— REQUIREMENT 1 —
In the account of the Ostrava visit, why does the writer say the landlords also prey on taxpayers? Answer in one to three sentences.
— REQUIREMENT 2 —
Extend the account of the Ostrava visit, starting after the landlord's words "I'm the one who decides everything here in Ostrava …."
═════ ARTICLE ═════
I set out for Ostrava last Thursday and stayed there until early Saturday evening. On Thursday the 11th annual "Stop Drugs!" event for children and youth was convened by the Life Together association’s community center in Hrušov, and the children there spent a pleasant afternoon of contests, dancing, games and songs, a special event in the stereotypical life of the ghetto.

That day there were no indications that two racist demonstrations were on the horizon in the town and in the region. I spent Thursday and Friday night at the home of a friend in a different ghetto, this one in the Přívoz quarter.

My friend is a single mother of several children, some of whom are either already adult or almost so. Other friends of hers who live across the street came to her home to chat.

These people are brilliant, and despite the great distance I must travel from Prague to visit them, I do so gladly and relatively often. Both families have known one another a long time because, until recently, they were neighbors on nearby Přednádraží Street, before they were evicted by the enterprising spirit of some local scoundrels and the indifference of the municipal department and town hall to their fates.   

Let’s block the "businessmen" too

On Friday, reinforcements arrived from the "Let’s Block the Marches!" (Blokujeme!) initiative led by Ivanka Mariposa, a physically small person with a lot of courage and spirit. At the Life Together (Vzájemné soužití) offices, in addition to our other acquaintances and friends, we unexpectedly encountered some Romani pseudo-businessmen who operate or own apartment buildings and residential hotels in the ghettos.

These are people who have no hesitation about preying on their own, including their own relatives, in order to make as much money as possible without lifting a finger. In addition to other matters, they are the people who collect money from the usurious rents they charge at the residential hotels, where they offer tenants medieval-level accommodations.

These landlords collect up to CZK 4 500 per month per tenant (last year it was about CZK 1 000 less). They collect this from people who live together in one standard-sized room, and from my own personal experience in the years I have been writing about this issue, I know that one of those rooms usually houses between five to eight people.

This means that for one such room, these "businessmen" receive up to around CZK 30 000 per month. They are also preying on the rest of us, the taxpayers, because some of that rent is paid by these impoverished people (and not just Romani ones) from their welfare, specifically, their housing benefit. 

Get out of here

One of these landlords (there are so many of them there that his name is not important) has been doing his best, more than once, to dissuade us from holding events against the neo-Nazis in Ostrava, and at this meeting he did it in his own inimitable way:  "Get out of here, no one wants you here… None of the Romani people in Ostrava want you to convene a demonstration here… Let’s go visit the Roma together and if we can find even one who agrees with you, then I’ll let you be… No actions will succeed here, because when I give the order, then none of the Roma will go there… I’m the one who decides everything here in Ostrava …."
═════ RECORDED INFORMATION ═════
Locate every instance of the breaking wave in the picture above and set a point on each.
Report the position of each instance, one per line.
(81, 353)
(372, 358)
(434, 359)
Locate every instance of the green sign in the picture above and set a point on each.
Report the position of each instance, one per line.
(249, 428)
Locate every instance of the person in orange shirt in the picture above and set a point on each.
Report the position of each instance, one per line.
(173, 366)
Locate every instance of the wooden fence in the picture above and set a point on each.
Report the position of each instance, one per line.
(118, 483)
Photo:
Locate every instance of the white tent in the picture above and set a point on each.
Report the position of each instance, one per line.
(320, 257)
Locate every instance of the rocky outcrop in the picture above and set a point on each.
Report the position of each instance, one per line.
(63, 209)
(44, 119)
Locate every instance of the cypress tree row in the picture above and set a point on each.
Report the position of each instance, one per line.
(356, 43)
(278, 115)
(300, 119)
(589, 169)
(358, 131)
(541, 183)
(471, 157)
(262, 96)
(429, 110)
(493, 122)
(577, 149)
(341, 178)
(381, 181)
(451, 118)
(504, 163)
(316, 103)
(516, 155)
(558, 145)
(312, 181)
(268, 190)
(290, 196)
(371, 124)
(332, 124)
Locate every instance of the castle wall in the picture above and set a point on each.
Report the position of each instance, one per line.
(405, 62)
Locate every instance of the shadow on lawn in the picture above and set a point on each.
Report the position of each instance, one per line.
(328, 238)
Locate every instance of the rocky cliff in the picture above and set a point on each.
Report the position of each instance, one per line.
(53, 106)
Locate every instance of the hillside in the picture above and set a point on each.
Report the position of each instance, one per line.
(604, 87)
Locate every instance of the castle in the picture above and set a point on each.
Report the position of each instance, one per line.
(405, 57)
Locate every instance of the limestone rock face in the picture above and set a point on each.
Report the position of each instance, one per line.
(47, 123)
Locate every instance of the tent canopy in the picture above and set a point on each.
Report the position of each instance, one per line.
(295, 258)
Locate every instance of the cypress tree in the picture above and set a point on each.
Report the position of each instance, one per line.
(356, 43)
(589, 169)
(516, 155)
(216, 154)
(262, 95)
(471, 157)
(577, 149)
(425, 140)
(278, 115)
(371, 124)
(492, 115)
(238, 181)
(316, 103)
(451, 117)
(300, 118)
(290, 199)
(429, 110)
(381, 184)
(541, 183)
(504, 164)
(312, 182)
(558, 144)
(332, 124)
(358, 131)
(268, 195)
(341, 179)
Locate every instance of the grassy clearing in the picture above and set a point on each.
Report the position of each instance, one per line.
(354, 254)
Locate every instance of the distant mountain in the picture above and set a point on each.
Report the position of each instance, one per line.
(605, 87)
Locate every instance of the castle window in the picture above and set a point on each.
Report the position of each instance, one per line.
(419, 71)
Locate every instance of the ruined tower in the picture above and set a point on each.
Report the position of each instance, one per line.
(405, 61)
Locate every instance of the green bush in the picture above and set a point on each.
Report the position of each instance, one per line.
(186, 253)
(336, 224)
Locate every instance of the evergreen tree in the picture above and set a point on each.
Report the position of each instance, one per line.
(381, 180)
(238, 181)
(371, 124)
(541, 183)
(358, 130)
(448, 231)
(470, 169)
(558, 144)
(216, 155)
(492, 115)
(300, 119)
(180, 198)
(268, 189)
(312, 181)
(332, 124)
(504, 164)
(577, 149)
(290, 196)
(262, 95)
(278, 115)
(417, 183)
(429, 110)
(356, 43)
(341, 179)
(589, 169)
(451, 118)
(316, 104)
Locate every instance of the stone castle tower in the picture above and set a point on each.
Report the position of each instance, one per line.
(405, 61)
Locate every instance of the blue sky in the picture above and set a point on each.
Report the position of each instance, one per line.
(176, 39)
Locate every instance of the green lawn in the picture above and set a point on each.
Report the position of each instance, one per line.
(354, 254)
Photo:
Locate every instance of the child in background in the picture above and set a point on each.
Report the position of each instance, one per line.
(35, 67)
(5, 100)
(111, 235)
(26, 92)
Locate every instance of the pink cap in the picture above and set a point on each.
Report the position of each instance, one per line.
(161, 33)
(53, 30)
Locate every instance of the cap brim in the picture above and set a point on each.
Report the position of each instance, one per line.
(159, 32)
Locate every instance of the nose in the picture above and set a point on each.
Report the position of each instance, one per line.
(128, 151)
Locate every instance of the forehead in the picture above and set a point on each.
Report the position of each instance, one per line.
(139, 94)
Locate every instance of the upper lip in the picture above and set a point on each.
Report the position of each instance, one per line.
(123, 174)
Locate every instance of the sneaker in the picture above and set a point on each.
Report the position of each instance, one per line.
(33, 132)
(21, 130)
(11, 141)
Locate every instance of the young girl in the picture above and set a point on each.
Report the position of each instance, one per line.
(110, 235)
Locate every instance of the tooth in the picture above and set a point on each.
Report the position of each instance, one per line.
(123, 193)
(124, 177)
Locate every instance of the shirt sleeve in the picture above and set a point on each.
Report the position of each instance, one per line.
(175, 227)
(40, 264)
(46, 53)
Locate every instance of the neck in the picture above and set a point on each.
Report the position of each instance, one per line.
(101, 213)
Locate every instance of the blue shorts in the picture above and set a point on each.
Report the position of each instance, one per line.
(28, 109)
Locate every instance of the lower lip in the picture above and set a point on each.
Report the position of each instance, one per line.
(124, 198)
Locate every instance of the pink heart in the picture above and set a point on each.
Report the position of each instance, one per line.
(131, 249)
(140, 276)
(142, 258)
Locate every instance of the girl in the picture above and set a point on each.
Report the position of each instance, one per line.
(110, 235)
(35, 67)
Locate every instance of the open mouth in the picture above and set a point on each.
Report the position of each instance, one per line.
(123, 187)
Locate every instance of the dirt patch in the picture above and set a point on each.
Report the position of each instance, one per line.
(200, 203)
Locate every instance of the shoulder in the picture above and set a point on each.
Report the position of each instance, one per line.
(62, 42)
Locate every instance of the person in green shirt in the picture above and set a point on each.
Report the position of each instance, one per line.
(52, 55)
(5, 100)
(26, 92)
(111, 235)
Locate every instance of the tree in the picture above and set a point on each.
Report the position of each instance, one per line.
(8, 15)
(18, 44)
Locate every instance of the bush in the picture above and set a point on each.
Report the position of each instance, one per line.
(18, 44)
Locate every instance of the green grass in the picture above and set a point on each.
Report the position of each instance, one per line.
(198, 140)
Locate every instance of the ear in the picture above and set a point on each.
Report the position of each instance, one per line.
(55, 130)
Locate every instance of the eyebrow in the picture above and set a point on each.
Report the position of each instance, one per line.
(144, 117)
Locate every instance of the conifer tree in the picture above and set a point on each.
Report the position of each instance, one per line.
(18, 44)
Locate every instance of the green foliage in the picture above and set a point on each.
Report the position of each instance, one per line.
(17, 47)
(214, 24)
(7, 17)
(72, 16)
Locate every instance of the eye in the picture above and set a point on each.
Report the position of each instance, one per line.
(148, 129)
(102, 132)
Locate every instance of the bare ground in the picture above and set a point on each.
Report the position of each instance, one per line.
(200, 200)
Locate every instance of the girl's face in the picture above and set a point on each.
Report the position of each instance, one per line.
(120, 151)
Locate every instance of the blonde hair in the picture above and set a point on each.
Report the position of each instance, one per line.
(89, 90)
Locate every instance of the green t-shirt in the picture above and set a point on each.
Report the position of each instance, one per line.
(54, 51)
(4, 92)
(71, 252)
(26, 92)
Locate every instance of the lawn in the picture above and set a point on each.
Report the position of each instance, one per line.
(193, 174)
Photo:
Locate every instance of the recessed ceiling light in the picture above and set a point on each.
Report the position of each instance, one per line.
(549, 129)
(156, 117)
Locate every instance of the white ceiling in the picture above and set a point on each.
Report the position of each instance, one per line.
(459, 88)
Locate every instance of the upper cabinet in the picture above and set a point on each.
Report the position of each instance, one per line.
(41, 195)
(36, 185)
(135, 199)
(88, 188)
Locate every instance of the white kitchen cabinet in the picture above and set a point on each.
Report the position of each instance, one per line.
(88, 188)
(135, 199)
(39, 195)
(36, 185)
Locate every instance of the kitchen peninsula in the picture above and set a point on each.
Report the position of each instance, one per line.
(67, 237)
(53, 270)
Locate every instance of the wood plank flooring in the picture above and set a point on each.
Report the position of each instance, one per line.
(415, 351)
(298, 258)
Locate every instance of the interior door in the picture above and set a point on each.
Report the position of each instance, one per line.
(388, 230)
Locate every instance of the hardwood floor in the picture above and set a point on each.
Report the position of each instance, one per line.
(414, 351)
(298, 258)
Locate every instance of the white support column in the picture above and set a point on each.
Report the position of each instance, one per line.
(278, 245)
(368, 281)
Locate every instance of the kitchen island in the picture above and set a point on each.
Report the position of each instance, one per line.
═════
— FINAL RESULT 1 —
The writer says the landlords also prey on taxpayers because the impoverished tenants pay part of the rent from their welfare, specifically their housing benefit.

— FINAL RESULT 2 —
This man didn’t realize it, but listening to him was basically a lot of fun – his demagoguery achieved such unusual dimensions and forms as to be amusing, something like the constant pissing contests between our leading politicians here. Mr Kalousek and Mr Zaorálek would have been proud of him.  

Silent agreement

Why do these self-appointed Romani leaders not want protests in their town against those who would prefer to imprison all Romani people in concentration camps? The reason was explained to us by other Romani residents, those who decidedly do not believe themselves to be the vassals of these residential hotel operators and owners.

These independent Romani residents are convinced that the "businessmen" have concluded a silent agreement with the municipal department governments, the police, and the town hall. That agreement allegedly consists of the fact that these parties will grant each others’ wishes whenever they can. 

Are the residential hotels half-empty? No problem! The municipal department, or the private property owners affiliated with it, can deprive several Romani families of their housing (for example, on Přednádraží Street), and they won’t know where to turn until the moment a messenger is sent to them (from one of the town’s Romani coordinators, for example) to tell them there is room in this or that residential hotel and they should go there.

They go there because no one else wants them. They are easy victims, and they represent a more than easy profit. 

Does it seem too much to presume that, thanks to this part of the "silent agreement", both parties get the money they want? In any event the most impoverished have less money, because for this rental usury both they and the taxpayers are paying more than they would for normal housing.  

What about the police? Allegedly, they sometimes cut these modern slaveholders (the operators of the residential hotels) some slack over their various illegal practices. 

In return, the landlords allegedly undertake everything the police ask when it comes to the Romani community, including restricting the personal freedoms of their tenants. This goes both for individuals and for groups participating in demonstrations.

The police do not want Romani people and their advocates demonstrating against the racists, because it is much easier for them when they do not – they don’t have to separate two opposing camps and may only have to intervene against one of them. The police are not concerned about protecting the constitutional right to freedom of speech and those above them don’t care about it either – but they are concerned that they cannot handle such situations. 

Police get what they ask for

What most of the Romani people in Ostrava believe is true about the police was thoroughly demonstrated last Friday afternoon at our properly announced, textbook example of an assembly. We were not demonstrating by ourselves – the event had been organized by the Ostrava branch of ProAlt and was attended by people from the Ostrava cell of the Green Party, by several young Roma from the ghettos, and by people from Brno.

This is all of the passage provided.